***** Information given *****

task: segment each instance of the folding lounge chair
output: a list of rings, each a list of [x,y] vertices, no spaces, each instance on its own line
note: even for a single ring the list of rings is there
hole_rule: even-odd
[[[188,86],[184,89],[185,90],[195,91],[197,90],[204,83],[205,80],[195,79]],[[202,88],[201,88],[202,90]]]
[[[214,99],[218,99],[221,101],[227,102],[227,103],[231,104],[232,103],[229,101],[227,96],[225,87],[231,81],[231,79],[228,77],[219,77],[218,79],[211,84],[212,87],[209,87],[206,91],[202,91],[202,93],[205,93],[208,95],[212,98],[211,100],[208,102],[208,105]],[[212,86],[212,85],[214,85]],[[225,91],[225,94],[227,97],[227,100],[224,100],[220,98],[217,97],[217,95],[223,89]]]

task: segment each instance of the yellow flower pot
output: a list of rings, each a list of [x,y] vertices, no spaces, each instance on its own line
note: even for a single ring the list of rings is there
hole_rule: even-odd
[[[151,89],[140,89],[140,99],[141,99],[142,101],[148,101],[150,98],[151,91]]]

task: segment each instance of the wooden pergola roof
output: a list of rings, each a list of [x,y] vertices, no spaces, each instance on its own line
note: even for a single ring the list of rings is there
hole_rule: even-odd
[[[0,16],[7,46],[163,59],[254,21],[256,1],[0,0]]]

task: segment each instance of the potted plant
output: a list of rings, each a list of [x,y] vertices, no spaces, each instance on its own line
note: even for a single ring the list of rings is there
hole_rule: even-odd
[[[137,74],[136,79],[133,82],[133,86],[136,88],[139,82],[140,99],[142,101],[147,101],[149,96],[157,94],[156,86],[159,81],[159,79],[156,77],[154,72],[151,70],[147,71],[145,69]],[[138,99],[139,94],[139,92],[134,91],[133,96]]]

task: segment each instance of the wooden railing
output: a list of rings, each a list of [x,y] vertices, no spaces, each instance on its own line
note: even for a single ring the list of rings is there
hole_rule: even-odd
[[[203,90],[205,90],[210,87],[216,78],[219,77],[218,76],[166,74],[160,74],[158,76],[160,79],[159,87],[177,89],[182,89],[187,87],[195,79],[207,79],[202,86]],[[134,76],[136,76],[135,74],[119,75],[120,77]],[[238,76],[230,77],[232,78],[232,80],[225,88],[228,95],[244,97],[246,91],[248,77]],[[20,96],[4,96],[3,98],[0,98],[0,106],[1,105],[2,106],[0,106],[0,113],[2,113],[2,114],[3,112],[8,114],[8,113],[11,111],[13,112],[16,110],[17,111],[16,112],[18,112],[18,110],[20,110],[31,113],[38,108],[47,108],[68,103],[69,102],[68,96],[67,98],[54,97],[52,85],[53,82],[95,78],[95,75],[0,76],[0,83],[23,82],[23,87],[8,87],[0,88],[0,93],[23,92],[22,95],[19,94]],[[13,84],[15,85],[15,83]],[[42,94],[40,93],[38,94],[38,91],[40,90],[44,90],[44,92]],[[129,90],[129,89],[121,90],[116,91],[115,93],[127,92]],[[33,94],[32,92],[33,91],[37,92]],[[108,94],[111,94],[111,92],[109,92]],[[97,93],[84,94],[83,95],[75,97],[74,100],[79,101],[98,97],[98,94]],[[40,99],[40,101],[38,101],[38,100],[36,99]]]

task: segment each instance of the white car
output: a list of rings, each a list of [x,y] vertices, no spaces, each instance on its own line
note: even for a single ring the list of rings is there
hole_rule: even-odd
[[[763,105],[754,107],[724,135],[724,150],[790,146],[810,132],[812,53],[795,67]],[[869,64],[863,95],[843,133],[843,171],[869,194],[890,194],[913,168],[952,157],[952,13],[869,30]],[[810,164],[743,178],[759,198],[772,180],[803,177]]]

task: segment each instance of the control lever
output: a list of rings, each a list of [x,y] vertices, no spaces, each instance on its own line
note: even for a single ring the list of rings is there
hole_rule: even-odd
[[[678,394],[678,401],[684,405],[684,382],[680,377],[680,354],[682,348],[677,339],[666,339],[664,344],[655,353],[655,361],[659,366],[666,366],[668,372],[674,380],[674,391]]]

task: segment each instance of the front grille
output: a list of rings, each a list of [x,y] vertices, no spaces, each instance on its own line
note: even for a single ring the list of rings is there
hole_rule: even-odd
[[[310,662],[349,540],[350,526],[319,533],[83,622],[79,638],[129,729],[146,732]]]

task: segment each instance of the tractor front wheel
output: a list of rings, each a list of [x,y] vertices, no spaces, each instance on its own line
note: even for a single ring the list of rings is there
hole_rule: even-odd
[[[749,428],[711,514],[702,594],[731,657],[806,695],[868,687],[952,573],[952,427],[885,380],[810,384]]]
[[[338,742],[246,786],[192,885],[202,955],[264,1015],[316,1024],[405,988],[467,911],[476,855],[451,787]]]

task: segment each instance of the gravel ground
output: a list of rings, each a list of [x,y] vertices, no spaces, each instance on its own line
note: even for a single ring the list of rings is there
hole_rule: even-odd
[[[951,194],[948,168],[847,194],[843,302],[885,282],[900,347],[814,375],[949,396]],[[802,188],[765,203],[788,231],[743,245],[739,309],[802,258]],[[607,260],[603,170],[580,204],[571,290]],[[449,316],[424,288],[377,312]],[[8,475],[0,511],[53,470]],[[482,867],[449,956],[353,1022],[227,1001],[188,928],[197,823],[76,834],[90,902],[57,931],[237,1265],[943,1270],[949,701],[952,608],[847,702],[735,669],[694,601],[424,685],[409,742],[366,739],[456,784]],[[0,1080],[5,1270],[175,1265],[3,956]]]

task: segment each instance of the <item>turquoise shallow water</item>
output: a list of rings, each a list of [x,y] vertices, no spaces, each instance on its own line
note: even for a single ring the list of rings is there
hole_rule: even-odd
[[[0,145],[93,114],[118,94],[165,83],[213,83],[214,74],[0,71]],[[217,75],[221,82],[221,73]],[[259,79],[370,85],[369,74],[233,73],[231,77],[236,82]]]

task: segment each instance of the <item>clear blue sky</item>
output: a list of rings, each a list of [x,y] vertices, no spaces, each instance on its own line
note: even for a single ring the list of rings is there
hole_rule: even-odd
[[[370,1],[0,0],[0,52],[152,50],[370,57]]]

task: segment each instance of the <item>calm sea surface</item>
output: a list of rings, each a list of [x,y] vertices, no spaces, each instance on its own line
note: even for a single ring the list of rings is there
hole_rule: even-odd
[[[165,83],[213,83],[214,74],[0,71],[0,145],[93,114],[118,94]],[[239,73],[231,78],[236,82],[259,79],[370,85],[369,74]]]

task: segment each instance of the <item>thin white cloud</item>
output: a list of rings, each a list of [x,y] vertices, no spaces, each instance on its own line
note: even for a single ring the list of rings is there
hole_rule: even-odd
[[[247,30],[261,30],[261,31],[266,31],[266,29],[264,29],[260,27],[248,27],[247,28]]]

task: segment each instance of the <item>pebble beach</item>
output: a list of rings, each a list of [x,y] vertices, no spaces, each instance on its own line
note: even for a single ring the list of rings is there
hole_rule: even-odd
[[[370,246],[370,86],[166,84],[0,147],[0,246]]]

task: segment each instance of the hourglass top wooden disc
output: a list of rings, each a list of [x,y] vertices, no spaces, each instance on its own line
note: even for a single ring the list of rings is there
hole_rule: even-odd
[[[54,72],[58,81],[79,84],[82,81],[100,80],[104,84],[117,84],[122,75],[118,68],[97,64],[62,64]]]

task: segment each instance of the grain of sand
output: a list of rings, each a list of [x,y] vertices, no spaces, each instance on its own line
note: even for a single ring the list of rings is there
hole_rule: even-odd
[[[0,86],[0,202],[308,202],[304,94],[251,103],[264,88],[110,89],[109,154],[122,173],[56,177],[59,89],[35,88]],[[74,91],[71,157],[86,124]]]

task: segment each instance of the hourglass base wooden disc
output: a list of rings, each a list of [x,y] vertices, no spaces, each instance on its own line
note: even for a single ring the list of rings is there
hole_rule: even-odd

*****

### Required work:
Report every line of the material above that contains the string "item", copying each such line in full.

### Result:
task: segment each instance of the <item>turquoise shallow water</item>
task: segment each instance of the <item>clear blue sky</item>
task: segment each instance of the <item>calm sea surface</item>
task: segment each instance of the <item>thin white cloud</item>
task: segment each instance of the <item>pebble beach</item>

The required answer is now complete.